During the uncertainty and physical distancing of the 2020-21 academic year, the University’s Community-Based Learning (CBL) projects offered opportunities for students to connect with the city of Scranton and community members in new ways.
Students in associate professor of marketing Satya P. Chattopadhyay’s First-year Seminar courses engaged in a CBL project partnering with Compassionate Care Hospice to capture the life stories of patients to create biographies for their families and caregivers. Chattopadhyay’s students were trained as hospice volunteers and met virtually via Zoom with Cassie Kobeski, volunteer coordinator for Compassionate Care Hospice, and then worked together in small groups with the caregivers and families of the hospice patients to create biographies, which provided a keepsake for families to memorialize the lives of their loved ones.
“The biography program has been a shining light, highlighting the personality and memories sometimes shrouded by the immediate concern of the illness at hand. I am very grateful to The University of Scranton for helping to give a voice to these stories," said Kobeski.
The biography program has been a shining light, highlighting the personality and memories sometimes shrouded by the immediate concern of the illness at hand. I am very grateful to The University of Scranton for helping to give a voice to these stories.”

DATASET ENTRIES:
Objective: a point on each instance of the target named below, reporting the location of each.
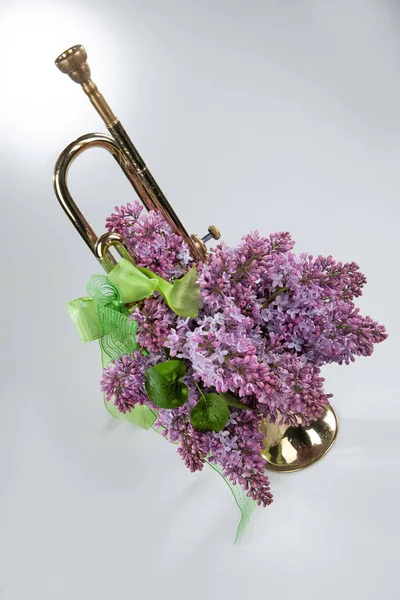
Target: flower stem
(274, 295)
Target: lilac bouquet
(267, 321)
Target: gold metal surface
(73, 62)
(286, 448)
(289, 448)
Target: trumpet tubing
(73, 62)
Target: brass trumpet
(286, 448)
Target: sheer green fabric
(245, 504)
(104, 316)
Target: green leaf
(183, 296)
(164, 384)
(233, 401)
(211, 413)
(140, 415)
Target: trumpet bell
(288, 448)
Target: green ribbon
(103, 314)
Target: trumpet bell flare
(289, 448)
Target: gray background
(270, 115)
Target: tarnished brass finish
(286, 448)
(289, 448)
(73, 62)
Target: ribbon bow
(103, 313)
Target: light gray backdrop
(270, 115)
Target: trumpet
(286, 448)
(73, 62)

BRIEF 1:
Answer these questions about the article on community-based learning.
(a) Which organization did the students in Chattopadhyay's First-year Seminar courses partner with?
(b) By what means did the students meet with Cassie Kobeski?
(c) Which academic year does the article cover?
BRIEF 2:
Decide whether each statement agrees with the article on community-based learning. Answer yes or no, and quote the words of the article that settle it.
(a) Chattopadhyay is an associate professor of marketing.
(b) The students met with Kobeski in person.
(c) The biographies were made for the patients' families and caregivers.
BRIEF 3: Continue the article on community-based learning from its final sentence.

WRITTEN RESPONSE 1:
(a) Compassionate Care Hospice
(b) Virtually, via Zoom
(c) 2020-21

WRITTEN RESPONSE 2:
(a) Yes: "associate professor of marketing Satya P. Chattopadhyay’s"
(b) No: "met virtually via Zoom with Cassie Kobeski"
(c) Yes: "to create biographies for their families and caregivers"

WRITTEN RESPONSE 3:
-Cassie Kobeski, volunteer coordinator for Compassionate Care Hospice
During the spring semester, University students in Principles of Management and Entrepreneurship II courses, led by Ovi Cocieru, Ph.D., worked on a CBL project to provide an updated inventory of Scranton businesses. For this project, students worked with the city of Scranton’s Office of Economic Development and various community-partner organizations to create and conduct a business inventory survey.
This project had a transformative effect on both students in Cocieru’s courses and on the work done by community-partner organizations.
“From a pedagogical perspective, this project was at the intersection of community-based learning and classroom-as-organization. In this approach, the instructor acts as a guide and trusts the students with critical real-world decisions. When it works, it is an empowering, meaningful and rewarding learning experience,” said Cocieru.